>> BEGIN Available data
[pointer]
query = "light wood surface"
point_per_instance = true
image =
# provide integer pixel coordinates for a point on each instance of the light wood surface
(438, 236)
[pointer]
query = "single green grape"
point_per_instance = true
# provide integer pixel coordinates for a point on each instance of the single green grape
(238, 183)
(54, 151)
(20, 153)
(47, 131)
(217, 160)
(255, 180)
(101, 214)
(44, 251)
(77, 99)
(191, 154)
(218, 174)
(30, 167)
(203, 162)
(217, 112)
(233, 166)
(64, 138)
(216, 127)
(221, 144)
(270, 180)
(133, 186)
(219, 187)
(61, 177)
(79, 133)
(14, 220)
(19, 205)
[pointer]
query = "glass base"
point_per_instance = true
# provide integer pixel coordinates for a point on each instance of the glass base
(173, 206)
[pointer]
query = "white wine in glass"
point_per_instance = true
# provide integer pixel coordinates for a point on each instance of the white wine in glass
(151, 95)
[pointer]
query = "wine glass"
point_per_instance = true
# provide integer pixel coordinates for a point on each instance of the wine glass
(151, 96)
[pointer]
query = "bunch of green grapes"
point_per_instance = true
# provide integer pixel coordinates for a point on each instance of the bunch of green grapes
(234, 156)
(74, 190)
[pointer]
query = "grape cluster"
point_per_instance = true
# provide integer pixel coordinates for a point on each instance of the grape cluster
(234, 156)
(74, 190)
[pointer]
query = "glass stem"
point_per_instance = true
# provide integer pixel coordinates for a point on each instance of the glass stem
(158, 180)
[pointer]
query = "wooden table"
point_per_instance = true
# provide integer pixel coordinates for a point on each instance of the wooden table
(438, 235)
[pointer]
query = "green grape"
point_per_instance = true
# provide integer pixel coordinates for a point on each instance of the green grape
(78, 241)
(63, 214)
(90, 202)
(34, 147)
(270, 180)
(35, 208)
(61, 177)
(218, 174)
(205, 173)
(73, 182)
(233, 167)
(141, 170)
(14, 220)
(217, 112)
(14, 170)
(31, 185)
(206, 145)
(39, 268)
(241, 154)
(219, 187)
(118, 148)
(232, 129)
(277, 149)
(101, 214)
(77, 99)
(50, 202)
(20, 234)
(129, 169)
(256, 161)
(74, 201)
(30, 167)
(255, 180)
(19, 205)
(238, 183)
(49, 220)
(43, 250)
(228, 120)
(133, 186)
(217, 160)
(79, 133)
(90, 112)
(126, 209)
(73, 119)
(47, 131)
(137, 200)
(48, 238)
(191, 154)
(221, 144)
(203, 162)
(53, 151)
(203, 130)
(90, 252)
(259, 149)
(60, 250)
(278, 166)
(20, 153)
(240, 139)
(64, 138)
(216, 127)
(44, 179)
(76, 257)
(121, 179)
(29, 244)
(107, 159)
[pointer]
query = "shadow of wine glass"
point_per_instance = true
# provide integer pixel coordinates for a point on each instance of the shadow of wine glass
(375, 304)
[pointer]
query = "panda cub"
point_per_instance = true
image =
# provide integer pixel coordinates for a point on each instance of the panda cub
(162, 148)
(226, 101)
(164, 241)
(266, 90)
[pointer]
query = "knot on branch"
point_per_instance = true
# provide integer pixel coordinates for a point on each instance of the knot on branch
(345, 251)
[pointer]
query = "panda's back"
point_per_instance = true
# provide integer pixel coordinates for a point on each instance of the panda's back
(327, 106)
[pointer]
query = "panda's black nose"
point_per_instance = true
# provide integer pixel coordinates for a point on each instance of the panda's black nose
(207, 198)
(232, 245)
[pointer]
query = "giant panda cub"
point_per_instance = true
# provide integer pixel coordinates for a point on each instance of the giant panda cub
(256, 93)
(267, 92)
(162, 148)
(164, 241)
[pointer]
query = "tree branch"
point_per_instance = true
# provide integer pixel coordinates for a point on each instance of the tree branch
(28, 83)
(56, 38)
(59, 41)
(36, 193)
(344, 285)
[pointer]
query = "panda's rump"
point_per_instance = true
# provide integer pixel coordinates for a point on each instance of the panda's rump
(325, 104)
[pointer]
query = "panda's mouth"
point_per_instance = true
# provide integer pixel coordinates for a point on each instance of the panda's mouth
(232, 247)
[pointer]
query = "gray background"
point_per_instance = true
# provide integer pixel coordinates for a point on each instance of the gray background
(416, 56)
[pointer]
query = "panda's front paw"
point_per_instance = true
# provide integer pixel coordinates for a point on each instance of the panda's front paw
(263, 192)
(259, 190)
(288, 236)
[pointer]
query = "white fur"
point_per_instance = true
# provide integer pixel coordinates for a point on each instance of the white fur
>> END Available data
■ Task directions ■
Return each line of the data above that contains the string "cluster", in the order the lines appear.

■ Result for this exercise ■
query = "grape cluster"
# provide integer pixel coordinates for a point on each instance of the grape cluster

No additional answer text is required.